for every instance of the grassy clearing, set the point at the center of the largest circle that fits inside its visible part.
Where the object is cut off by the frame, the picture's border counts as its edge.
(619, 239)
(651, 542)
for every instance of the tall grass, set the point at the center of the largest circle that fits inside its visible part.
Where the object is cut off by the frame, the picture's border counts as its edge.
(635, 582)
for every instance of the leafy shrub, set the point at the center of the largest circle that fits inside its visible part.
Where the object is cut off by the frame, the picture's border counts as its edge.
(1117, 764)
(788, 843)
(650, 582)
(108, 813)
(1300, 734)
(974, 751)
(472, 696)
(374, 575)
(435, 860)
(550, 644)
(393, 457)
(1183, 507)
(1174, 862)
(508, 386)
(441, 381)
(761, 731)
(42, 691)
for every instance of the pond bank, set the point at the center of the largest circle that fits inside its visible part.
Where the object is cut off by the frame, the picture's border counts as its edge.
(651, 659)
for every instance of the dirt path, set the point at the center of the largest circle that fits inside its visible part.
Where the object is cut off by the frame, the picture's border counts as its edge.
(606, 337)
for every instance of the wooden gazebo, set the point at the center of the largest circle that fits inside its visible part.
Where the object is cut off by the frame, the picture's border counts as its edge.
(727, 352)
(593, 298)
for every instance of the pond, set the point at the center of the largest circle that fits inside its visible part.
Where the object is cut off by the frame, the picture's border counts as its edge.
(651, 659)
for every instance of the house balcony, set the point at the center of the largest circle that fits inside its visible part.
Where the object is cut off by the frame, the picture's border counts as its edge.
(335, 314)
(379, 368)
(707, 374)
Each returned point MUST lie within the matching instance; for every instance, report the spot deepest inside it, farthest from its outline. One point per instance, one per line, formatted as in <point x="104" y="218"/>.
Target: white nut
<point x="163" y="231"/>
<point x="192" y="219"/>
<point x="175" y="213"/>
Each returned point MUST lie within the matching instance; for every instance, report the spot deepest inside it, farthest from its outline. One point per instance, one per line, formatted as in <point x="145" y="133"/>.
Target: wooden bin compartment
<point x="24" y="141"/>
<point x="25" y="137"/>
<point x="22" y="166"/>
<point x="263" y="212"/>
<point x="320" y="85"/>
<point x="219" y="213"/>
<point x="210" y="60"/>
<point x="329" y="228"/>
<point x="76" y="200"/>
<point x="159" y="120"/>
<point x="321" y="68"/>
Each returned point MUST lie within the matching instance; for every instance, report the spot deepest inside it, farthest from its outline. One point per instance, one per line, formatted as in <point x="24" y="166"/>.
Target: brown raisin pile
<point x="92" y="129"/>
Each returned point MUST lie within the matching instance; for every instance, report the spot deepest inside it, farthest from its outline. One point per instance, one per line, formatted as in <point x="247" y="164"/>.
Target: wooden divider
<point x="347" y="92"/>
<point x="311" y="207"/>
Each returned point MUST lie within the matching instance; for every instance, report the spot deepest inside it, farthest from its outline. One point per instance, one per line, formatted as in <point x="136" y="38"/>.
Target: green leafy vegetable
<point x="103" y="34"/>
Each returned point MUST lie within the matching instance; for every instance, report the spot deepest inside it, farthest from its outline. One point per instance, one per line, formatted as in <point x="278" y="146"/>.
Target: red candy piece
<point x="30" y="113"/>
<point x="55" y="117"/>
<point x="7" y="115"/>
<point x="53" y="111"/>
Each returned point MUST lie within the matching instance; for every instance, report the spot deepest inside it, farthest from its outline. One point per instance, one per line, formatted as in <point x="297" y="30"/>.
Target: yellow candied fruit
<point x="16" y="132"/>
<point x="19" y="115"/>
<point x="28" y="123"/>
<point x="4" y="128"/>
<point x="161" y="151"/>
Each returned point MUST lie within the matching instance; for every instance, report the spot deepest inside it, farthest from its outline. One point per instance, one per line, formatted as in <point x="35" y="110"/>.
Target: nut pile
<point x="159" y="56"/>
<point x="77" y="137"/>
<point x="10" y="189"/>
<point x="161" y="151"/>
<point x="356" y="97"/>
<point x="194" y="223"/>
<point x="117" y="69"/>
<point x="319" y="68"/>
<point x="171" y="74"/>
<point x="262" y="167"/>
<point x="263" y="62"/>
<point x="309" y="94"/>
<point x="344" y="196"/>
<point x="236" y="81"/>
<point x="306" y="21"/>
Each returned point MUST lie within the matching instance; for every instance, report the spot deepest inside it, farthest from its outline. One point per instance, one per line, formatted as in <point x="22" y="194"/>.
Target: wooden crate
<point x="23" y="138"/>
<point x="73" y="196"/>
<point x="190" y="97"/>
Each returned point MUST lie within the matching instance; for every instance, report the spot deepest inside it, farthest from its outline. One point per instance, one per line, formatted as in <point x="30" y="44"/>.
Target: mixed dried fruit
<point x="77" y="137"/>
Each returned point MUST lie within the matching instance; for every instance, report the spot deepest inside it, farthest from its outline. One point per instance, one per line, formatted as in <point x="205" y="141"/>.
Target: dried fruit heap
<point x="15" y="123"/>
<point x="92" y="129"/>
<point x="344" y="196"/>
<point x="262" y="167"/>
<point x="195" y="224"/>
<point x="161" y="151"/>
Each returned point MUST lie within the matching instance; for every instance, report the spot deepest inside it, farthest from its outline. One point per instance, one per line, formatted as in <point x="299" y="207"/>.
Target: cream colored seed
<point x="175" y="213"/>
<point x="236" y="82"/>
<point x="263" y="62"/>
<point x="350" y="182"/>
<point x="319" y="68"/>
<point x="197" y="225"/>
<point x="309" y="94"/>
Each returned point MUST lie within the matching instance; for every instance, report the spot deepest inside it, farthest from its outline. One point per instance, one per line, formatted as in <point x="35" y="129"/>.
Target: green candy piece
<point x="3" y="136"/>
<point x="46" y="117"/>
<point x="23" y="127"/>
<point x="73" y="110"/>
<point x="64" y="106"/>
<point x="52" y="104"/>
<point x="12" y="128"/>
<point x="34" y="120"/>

▬▬▬

▶ _REQUIREMENT_
Reproduce the material in full, with no word added or dropped.

▶ _OUTPUT FOR THIS EXERCISE_
for every instance of the grassy clearing, set the point at the center of the largest circle that fits inside its visible part.
Where the object is cut off by the frame, the picture's border counts as its edge.
(619, 239)
(651, 542)
for every instance of the tall grass, set the point at the center of the largest circle that fits inside its visible part.
Where the object is cut off by the frame, the picture's border counts as its edge.
(635, 582)
for every instance of the leafy shrub, set the point at the center of the largest circle that fits inside its visible part.
Where the object is cut off by the frame, the picture's border counts as its edge.
(1117, 764)
(788, 843)
(650, 582)
(108, 813)
(1300, 734)
(974, 751)
(472, 696)
(374, 575)
(435, 860)
(550, 644)
(393, 457)
(1183, 507)
(1174, 862)
(508, 386)
(441, 381)
(761, 731)
(42, 691)
for every instance of the pond bank, set the point at the center of the largest circle that fits inside its visible part.
Where the object is cut off by the frame, the picture's border counts as its edge.
(651, 659)
for every instance of the dirt path, set the point at the center of the largest circle that fits inside its visible part.
Where the object is cut off by the frame, the picture's border counts as its edge.
(606, 337)
for every instance of the wooden gazebo, set the point at the center of the largest circle that fits inside its visible part.
Where the object is cut off by the frame, the picture's border counts as its edge.
(727, 352)
(593, 298)
for every instance of the pond, set the point at the center of the largest circle that fits inside its visible part.
Where the object is cut off by the frame, the picture's border counts as its edge.
(651, 659)
for every instance of the house balcony, set the point at the center of the largest circle that fits inside its visible part.
Where the object is cut off by the frame, the picture's border counts as its edge.
(335, 314)
(379, 368)
(707, 374)
Each returned point MUST lie within the matching instance; for every instance, report the spot deepest inside it, farthest from its outline. One point per instance, one per line, formatted as in <point x="104" y="218"/>.
Target: white nut
<point x="163" y="231"/>
<point x="192" y="219"/>
<point x="175" y="213"/>
Each returned point MUST lie within the matching instance; for every instance, report the spot deepest inside it, farthest from its outline. One point per instance, one per line, formatted as in <point x="145" y="133"/>.
Target: wooden bin compartment
<point x="24" y="141"/>
<point x="25" y="137"/>
<point x="22" y="166"/>
<point x="263" y="212"/>
<point x="320" y="85"/>
<point x="219" y="213"/>
<point x="210" y="60"/>
<point x="329" y="228"/>
<point x="76" y="200"/>
<point x="159" y="120"/>
<point x="321" y="68"/>
Each returned point MUST lie within the matching instance; for every instance, report the spot deepest inside it, farthest from its outline. One point per instance, one per line, formatted as in <point x="24" y="166"/>.
Target: brown raisin pile
<point x="92" y="129"/>
Each returned point MUST lie within the matching instance; for every instance, report the spot deepest inside it, farthest from its outline. One point per instance, one per line, formatted as in <point x="247" y="164"/>.
Target: wooden divider
<point x="347" y="92"/>
<point x="311" y="207"/>
Each returned point MUST lie within the matching instance; for every instance, report the spot deepest inside it, farthest from its outline. One point per instance, one per line, formatted as in <point x="136" y="38"/>.
Target: green leafy vegetable
<point x="103" y="34"/>
Each returned point MUST lie within the matching instance; for every instance, report the spot deepest inside it, farthest from its outline. One point per instance, one per line, formatted as in <point x="278" y="146"/>.
Target: red candy piece
<point x="30" y="113"/>
<point x="55" y="117"/>
<point x="7" y="115"/>
<point x="53" y="111"/>
Each returned point MUST lie within the matching instance; for every instance, report the spot deepest inside it, farthest from its outline. One point per instance, one per line, formatted as in <point x="297" y="30"/>.
Target: yellow candied fruit
<point x="16" y="132"/>
<point x="19" y="115"/>
<point x="28" y="123"/>
<point x="4" y="128"/>
<point x="161" y="151"/>
Each returned point MUST lie within the matching instance; for every instance, report the spot deepest inside it, farthest from its outline. One point per instance, one per line, formatted as in <point x="35" y="110"/>.
Target: nut pile
<point x="159" y="56"/>
<point x="77" y="137"/>
<point x="10" y="189"/>
<point x="161" y="151"/>
<point x="356" y="97"/>
<point x="194" y="223"/>
<point x="117" y="69"/>
<point x="319" y="68"/>
<point x="171" y="74"/>
<point x="262" y="167"/>
<point x="263" y="62"/>
<point x="309" y="94"/>
<point x="344" y="196"/>
<point x="236" y="81"/>
<point x="306" y="21"/>
Each returned point MUST lie within the matching instance; for every instance, report the spot deepest inside it, farthest from its outline. One point per instance, one per line, formatted as in <point x="22" y="194"/>.
Target: wooden crate
<point x="23" y="138"/>
<point x="73" y="196"/>
<point x="190" y="97"/>
Each returned point MUST lie within the matching instance; for every instance, report the spot deepest inside it, farthest from its outline. One point per instance, one per line, formatted as in <point x="30" y="44"/>.
Target: mixed dried fruit
<point x="77" y="137"/>
Each returned point MUST lie within the matching instance; for every instance, report the spot deepest inside it, farthest from its outline. One point per instance, one per line, formatted as in <point x="205" y="141"/>.
Target: dried fruit heap
<point x="15" y="123"/>
<point x="92" y="129"/>
<point x="344" y="196"/>
<point x="262" y="167"/>
<point x="195" y="224"/>
<point x="161" y="151"/>
Each returned point MUST lie within the matching instance; for every instance, report the spot deepest inside it, farthest from its outline. One point per instance, one per line, formatted as in <point x="299" y="207"/>.
Target: cream colored seed
<point x="175" y="213"/>
<point x="236" y="82"/>
<point x="263" y="62"/>
<point x="350" y="182"/>
<point x="319" y="68"/>
<point x="197" y="225"/>
<point x="309" y="94"/>
Each returned point MUST lie within the matching instance; for every instance, report the spot deepest inside it, farthest from its outline. One point per instance, one per line, formatted as in <point x="35" y="129"/>.
Target: green candy piece
<point x="3" y="136"/>
<point x="46" y="117"/>
<point x="23" y="127"/>
<point x="73" y="110"/>
<point x="64" y="106"/>
<point x="52" y="104"/>
<point x="12" y="128"/>
<point x="34" y="120"/>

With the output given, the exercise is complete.